◆ Task details ◆
Supply the next part of the passage on fitness myths below, picking up directly after its final sentence.

Check out Dr. Doug McGuff’s great article entitled “Hard Facts about Soft Tissue” at www.ultimate-exercise.com/fat

Also check out Kyle Newell’s article “The Aerobic Fallacy” at www.elitefts.com/documents/aerobic_fallacy.htm


Myth #2

Yoga and Pilates are the best way to achieve that long, lean look or body type.

Fact:

Yoga is a great way to quiet the mind and improve flexibility. Yoga can also improve relative muscular strength which we know increases lean muscle mass and metabolism, however not to any significant degree. Pilates can improve flexibility, relative strength and lean muscle mass, but the latter two again only to a very small degree. Only high-intensity exercise can increase strength, lean muscle mass and flexibility to the outer limits of what’s possible. Effectively increasing your lean muscle mass will elevate your metabolism substantially and permanently, helping you to reduce body fat 24 hours a day, seven days a week. Couple a high-intensity training program, with a good dietary strategy such as the South Beach Diet, and you have the key to getting that long, lean look.

◆ Material supplied ◆
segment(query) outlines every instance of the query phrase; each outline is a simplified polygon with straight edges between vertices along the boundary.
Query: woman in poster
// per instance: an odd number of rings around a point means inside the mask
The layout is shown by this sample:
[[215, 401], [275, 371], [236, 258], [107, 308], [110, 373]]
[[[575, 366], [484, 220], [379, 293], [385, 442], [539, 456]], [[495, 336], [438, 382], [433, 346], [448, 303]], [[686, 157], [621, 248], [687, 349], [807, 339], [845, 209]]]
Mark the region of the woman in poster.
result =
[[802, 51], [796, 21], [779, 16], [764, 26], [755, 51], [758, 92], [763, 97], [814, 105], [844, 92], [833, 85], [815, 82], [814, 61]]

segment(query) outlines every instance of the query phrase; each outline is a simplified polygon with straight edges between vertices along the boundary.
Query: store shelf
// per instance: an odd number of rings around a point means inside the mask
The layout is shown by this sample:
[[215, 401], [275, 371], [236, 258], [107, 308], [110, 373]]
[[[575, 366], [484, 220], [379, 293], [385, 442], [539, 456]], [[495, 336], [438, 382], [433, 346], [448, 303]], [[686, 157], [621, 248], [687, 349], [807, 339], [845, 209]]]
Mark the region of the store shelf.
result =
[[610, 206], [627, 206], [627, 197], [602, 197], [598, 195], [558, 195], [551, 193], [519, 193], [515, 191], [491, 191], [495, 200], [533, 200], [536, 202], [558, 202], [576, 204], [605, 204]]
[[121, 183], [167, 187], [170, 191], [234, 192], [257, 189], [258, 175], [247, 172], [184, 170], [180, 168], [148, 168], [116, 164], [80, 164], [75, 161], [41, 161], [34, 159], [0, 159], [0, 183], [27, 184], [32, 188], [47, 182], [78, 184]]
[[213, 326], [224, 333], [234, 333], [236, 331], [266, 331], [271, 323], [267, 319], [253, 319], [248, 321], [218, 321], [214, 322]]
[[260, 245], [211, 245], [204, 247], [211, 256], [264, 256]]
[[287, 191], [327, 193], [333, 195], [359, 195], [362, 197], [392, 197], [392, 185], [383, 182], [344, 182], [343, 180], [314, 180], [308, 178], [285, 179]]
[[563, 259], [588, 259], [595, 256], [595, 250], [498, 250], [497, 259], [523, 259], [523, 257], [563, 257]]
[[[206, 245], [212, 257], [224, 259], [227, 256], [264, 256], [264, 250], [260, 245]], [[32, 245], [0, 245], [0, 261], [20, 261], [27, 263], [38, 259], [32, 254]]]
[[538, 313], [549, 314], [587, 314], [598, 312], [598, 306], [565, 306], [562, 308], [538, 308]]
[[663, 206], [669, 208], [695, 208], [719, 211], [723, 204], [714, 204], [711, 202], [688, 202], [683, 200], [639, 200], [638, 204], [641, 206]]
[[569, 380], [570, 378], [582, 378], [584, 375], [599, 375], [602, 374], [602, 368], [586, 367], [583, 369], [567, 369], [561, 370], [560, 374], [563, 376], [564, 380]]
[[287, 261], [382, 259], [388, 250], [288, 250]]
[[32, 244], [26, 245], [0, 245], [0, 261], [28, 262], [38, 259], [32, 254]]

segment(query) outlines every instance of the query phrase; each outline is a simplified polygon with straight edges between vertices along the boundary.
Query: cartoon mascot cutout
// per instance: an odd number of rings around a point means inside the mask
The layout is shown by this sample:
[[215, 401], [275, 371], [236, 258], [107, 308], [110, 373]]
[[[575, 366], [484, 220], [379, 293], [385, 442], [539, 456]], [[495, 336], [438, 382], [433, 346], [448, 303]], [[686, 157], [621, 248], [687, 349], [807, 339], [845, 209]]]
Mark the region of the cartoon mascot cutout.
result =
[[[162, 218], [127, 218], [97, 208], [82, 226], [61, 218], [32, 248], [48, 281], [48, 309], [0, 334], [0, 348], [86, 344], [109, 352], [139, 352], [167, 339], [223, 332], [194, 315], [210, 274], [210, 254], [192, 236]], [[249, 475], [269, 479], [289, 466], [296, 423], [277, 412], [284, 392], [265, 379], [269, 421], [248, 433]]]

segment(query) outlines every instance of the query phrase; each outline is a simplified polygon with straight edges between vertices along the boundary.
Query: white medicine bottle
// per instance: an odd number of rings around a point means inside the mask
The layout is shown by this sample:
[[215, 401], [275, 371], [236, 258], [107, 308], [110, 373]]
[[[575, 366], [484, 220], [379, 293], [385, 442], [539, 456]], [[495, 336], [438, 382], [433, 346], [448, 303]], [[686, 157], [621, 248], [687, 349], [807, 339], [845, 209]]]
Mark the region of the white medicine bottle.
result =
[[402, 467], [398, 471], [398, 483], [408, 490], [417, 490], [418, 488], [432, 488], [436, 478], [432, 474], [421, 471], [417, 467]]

◆ Exercise output ◆
Myth #3:

Women who lift weights will get too muscular and bulky.

Fact:

Women simply do not have the genetic potential or natural testosterone to develop large muscles; in fact most men don’t. I think this myth came about from seeing female bodybuilders in print and electronic media who are at the extremes of genetic potential and who use anabolic steroids. This myth is probably the number one reason why most women do not engage in the one thing that can give them the results they want: A lean, attractive, strong body which is the result of high-intensity exercise.

Myth #4:

More exercise is better for weight loss.

Fact:

When the body is exposed to stress, it requires time to recover in order to repair and remodel itself. If the body is continuously threatened with strenuous work, with little time in between for rest, it never has the opportunity to fully adapt.

Studies repeatedly verify that the most effective approach is to train intensely, briefly and infrequently. An intense bout of strength training prompts the muscle fibers to recover to a new larger capacity, and ample time is needed for this to occur. This in turn creates more lean muscle in less time, efficiently creating a faster metabolism.

Myth #5:

Seniors and the elderly should not lift heavy weights.

Fact:

Older people have bodies that have undergone significant muscle loss. This loss in muscle mass leads to thin, weak bones, and a softer body structure. Increasing lean muscle mass brings about a literal fountain of youth. An increase in lean muscle mass will help prevent osteoporosis by reducing bone deterioration and increasing bone mass.

Myth #6:

The best way to get in shape with weights is by toning up with higher repetitions.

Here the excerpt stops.